- JOB
Rewrite every line of the records, starting at the beginning and ending at the line containing "[0,368,1176,704]". Shift each bounding box coordinate up by 129 and leave all other text unchanged.

- DATASET EXTRACT
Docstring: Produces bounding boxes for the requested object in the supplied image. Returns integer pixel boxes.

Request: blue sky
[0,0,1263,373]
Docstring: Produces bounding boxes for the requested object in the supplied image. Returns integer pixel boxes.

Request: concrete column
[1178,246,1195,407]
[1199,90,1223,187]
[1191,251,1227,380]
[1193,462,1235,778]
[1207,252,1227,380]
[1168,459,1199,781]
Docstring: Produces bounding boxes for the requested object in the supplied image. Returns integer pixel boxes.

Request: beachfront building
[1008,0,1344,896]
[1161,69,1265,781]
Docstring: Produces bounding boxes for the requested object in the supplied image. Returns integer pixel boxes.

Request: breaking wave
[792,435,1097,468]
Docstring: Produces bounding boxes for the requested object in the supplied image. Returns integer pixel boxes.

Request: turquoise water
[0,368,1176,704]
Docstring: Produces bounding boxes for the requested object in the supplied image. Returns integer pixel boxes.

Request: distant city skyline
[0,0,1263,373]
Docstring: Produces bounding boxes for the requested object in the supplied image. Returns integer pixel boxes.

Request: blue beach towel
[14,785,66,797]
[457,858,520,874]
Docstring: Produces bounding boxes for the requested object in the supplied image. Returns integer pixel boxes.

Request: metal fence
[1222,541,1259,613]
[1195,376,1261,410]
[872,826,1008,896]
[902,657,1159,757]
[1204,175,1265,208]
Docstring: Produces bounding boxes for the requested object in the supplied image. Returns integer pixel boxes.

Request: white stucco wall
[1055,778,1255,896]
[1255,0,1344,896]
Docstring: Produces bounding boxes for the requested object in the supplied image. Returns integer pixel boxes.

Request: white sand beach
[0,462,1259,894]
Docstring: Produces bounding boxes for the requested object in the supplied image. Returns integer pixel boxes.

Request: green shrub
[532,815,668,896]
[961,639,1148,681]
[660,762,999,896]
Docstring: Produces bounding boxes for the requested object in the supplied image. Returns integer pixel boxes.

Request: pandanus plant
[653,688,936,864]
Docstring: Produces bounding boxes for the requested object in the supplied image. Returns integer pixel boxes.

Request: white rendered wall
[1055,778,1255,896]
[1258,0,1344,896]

- ANSWER TO THE TASK
Docstring: Produces bounding boxes for the requested object in the supplied image. Returns integer pixel boxes.

Request: blue sky
[129,129,1392,502]
Docstring: Produces bounding boxes for the requested object in the supplied image. Returns integer pixel boxes.

Request: concrete column
[1307,375,1324,536]
[1328,219,1352,316]
[1320,380,1356,509]
[1322,591,1364,907]
[1336,381,1356,509]
[1297,588,1328,910]
Docstring: Produces bounding boxes for the requested object in the supplied image. Returns integer pixel boxes.

Request: beachfront building
[1137,129,1473,1025]
[1290,198,1394,910]
Docstring: Produces bounding boxes for the requested object in the supplied image. Returns integer pixel boxes.

Request: breaking wave
[921,564,1226,597]
Docstring: Produces bounding boxes for the requested object in the supplied image. Returns integer pixel boxes.

Request: turquoise water
[129,497,1305,833]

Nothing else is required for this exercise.